Problem
Leave out the pictures and transcribe everything else exactly.

Given records
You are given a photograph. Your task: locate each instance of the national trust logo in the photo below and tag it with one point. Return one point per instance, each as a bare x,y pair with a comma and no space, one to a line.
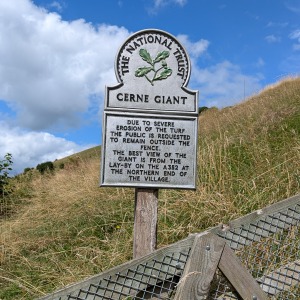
152,56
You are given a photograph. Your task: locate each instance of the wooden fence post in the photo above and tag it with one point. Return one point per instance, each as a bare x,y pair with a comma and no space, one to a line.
145,222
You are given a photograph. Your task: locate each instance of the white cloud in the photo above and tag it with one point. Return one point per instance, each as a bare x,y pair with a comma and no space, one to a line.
158,4
56,5
295,35
31,148
195,49
50,67
272,38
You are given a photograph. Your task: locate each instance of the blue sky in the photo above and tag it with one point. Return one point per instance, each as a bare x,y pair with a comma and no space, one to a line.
57,56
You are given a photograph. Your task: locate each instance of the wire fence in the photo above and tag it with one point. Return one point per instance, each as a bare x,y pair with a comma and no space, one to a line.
267,243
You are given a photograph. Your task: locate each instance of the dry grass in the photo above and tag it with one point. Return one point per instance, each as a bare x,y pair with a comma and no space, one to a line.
66,228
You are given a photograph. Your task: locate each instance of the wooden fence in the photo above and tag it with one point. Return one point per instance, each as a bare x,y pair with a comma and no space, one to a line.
254,257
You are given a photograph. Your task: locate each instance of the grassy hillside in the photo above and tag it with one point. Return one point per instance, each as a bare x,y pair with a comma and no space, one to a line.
62,227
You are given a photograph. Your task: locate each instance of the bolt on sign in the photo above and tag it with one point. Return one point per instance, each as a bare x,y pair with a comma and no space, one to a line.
150,118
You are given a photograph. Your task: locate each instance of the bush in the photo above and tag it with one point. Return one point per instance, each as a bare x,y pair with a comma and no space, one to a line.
46,166
5,167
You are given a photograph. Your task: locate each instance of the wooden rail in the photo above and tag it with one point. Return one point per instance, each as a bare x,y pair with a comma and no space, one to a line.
190,268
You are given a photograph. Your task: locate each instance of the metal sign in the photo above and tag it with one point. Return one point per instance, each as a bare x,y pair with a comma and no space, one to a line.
150,117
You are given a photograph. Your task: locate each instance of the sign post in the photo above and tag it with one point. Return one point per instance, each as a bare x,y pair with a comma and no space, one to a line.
150,127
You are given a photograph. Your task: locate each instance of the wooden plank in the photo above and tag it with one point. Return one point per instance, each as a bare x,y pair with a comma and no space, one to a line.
200,268
145,222
239,276
117,273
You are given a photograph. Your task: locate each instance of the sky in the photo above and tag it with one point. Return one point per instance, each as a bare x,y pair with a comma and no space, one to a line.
56,57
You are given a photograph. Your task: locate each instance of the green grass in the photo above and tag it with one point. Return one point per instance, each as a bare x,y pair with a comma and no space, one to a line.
62,228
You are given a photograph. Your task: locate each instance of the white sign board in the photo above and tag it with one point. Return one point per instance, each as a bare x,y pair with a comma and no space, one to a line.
150,117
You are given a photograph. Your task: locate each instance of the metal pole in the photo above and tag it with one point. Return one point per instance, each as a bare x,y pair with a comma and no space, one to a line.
145,221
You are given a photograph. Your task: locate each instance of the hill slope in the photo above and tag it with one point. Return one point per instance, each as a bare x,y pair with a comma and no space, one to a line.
65,228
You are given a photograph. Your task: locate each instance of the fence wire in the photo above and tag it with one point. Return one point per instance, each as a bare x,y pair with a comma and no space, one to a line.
267,242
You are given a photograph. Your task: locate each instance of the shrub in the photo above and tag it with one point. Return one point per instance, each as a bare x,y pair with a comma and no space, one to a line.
46,166
5,167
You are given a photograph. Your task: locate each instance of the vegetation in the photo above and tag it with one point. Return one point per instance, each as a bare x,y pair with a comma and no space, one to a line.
65,228
44,167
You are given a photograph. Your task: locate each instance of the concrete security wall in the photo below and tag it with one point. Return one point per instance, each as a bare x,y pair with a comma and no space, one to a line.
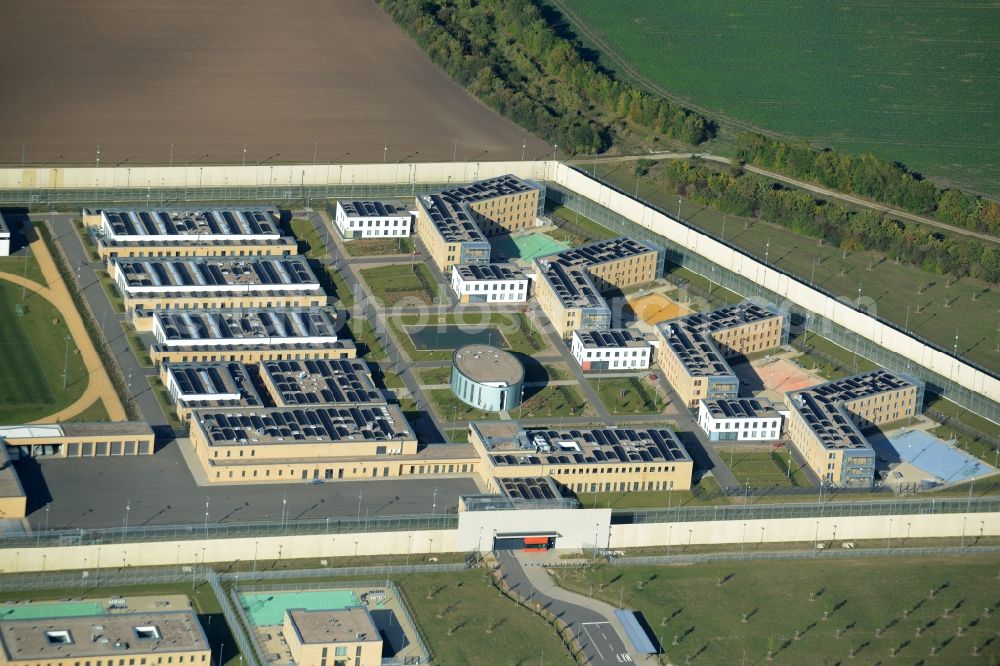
173,553
840,528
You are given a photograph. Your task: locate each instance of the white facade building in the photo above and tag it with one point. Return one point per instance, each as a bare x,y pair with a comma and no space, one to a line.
489,283
740,420
373,219
611,349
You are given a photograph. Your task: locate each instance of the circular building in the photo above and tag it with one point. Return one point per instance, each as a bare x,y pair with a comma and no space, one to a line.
487,378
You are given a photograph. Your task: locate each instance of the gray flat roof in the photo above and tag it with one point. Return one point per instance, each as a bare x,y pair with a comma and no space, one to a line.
247,323
488,272
690,337
323,381
375,208
508,446
611,338
186,222
305,425
822,407
210,273
741,408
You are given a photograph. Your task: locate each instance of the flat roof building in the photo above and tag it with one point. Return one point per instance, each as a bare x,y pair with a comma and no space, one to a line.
570,283
585,460
825,422
454,224
487,378
694,350
611,349
288,443
322,381
207,385
161,637
214,224
739,419
387,218
489,283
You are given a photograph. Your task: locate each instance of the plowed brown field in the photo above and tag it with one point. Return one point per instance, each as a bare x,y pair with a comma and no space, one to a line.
136,76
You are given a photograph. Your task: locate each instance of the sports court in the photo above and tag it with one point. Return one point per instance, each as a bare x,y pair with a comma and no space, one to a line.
654,308
269,608
937,459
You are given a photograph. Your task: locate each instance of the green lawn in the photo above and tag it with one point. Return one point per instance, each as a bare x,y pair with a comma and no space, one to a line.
925,303
34,350
311,243
762,467
628,395
521,335
704,607
135,342
402,282
378,247
898,78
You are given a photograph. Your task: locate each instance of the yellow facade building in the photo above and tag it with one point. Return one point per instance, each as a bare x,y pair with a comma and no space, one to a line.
693,351
825,422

The response
You are given a photograph. Your task: locate each instance of the national trust logo in the photo below and tag it with one point. Return one point per instance, each as a bare x,y pair with a comma and no space, one to a line.
152,56
You are given a photograph. Your task: locate each instance of the wooden fence post in the photo above and tag it with one point. Return one point per instance, each as a bare x,y pair with a comma and no space, one to a line.
145,222
You are given a photograph. Your task: locate each instance of the white cloud in the photo above and tag it with one point. Return one point per instance, each as a bare x,y pair with a comma and no space, one to a line.
158,4
56,5
295,35
31,148
195,49
50,67
272,38
You are given a photograph. Your task: locate each instance of the blue sky in the photo above and tag it with one point. Return one point per instance, each as a bare x,y pair with a comma and no space, one to a line.
57,56
You are given a photograph. Your task: locate each instance of the wire fence in the photo above and tag it with one point. Return one point per instance, each as a bare x,y pair with a comma and no space, one to a line.
267,243
You are given a photograph. Your task: locate each instance of the dry grass in the photo above and tag it with one point. Return one point per instance, each as a bare x,y pair with a comma and no space, one to a line.
66,228
You are given a photograph. Your task: locate each instance of the wooden fence in the photo above and tag it with one point. Return one point per instance, each as a bare x,y pair with a comma and no space, one to a line.
254,257
You are given a photograph. Your task: locate each instance of the grassy hillside in the photo above and tag it with one point. Return one point per instance, each as a bare x,y pair with a comma and no space, one to a line.
62,227
You are given a photograph. Your task: locate each instance of the bolt on sign in the photo above and tag it with one point. Return one point per instance, each as a bare x,y pair with a comma and no space, one to a line.
150,118
You are given a photograph. Your task: locate each instance of the bush in the photo above and tag it with one point. Return one point per instance, each as a bare x,y pair with a comma and no space, one to a line.
46,166
5,167
You are given a photograph. Your task: locate each instance of the wooden rail in the photo above and tag it with one point. Return one point per instance, each as a bare x,y pair with a comma and no space, one to a line.
190,268
You are given a photograph. Your task: locate each instance of the metal sign in the photo above and tag it with one point. Return one point per instance, each as a bare x,y pair with a comma and no space, one to a line.
150,117
You are given a photograph. Your task: locate each instance of the sign post in the photo above and tag it with one point. Return one point per instance, each as a bare x,y pair with a comma and no space, one to a line.
150,127
You are given a photograph. Your task: locate each instance of the wooden plank in the photo above and tag it with one point. Return one point per instance, each as a bare x,y pair with a comma and no space, one to a line.
200,268
145,222
239,276
117,273
You are given a photograph. Your task: locate each instance of the sky in the photo above and tag it with one point. Return one point per instance, each as a bare x,y pair with a comma and no space, one to a line.
56,57
You are given a photograph. Your task: locate each instance of the green grass in the photo above and tag it with one point. Return one point per instance, each as a bare x,y pair with a comma and no space, one to a line.
62,228
You are given a photograph. Your task: locate each instance of the white sign board in the photo above and tag it with one point. Return one point per instance, each as a bare x,y pair with a comma and no space, one to a line.
150,117
You are given a photograph. Your task: locate each instance of the metal pole in the photo above and tag it with one point. Return one point per instance, each as a bare x,y pair with a comma and no space, one to a line.
145,221
You are given a photograph. Your task: locate each instance of the hill slope in the photo above and tag it with one point. Return one point per instance, each as a bare x,y pair with a comma and no space, one to a line.
65,228
You are given a photograph. Your task: locate each instance of the fence wire in the photo above and tag it with one point. Return one point per instance, each as a bare x,y pair with a comma and no space, one to a line.
267,242
You are given a photograph. Your task: locate each instance of the shrub in the photo above and tag it with one point. Return one point per instance, each as a bare x,y pair with a comma and no space, one to a line.
46,166
5,167
You are given a photograph. Your task: locate each instance of the vegetation in the photo above and tag it with one point. Return one point per instance, each as a bare x,y pair with a comma and no space, one to a line.
65,228
44,167
You are given a photograph. Your task: locate each instance of the concrete security wall in the photo below and tag it with one point. Return one point per instance, each as a bare x,y pair with a comma and no space, one to a line.
173,553
840,528
You are given a photograph. Your task: locate each instance of the white facade building in the photo above and tag it with one point. Return one point per instance, each as a bare x,y pair with a comma and no space, one to a line.
489,283
740,420
373,219
611,349
You are given a photograph. Your task: locate each instance of the circular building in the photo above and tag it with one point. Return one point per instance, each as a bare x,y pair with a comma and no space, one to a line.
487,378
You are given a photograph. Your task: locate each instance of the gray flat roof in the photo above and tag it with one point. Return one point per instance, each as a bare x,y pair with a comma and no space, one to a line.
247,323
488,272
690,337
323,381
375,208
508,446
611,338
186,222
305,425
822,407
210,273
741,408
You are given a photograph. Your task: locate each instance of the flat roof building in the photo above and tag it with one point. Return one point per instance, each as a bare x,y pair with a comma and no space, one to a line.
570,283
585,460
825,422
454,224
487,378
694,350
611,349
288,443
322,381
207,385
161,637
214,224
739,419
387,218
489,283
You are given a photograph. Your task: locate each instance of the plowed brown field in the photo above and tag it with one point. Return one point per instance, each as a bare x,y pair with a comma and no space, one to a line.
136,76
You are given a photograph. Your task: locate each instance of the sports court in the photo above and tag it with one point. Return one point per instance, each as a bare x,y pair with a comma and no space, one to a line.
654,308
269,608
937,459
You are given a photograph. Your task: locate each instance of the green lawn in the photo above and tag it with one point. Return one point per instance, each as a bare x,y pair with a comma and no space, one to a line.
925,303
34,350
311,243
762,467
628,395
521,335
704,607
135,342
402,282
378,247
898,78
You are given a photograph. Your task: locate each instance of the yellow facade building in the photo above and tag it with one point. Return one point per instance, each as a bare x,y pair with a comma and no space, one to a line.
693,351
825,422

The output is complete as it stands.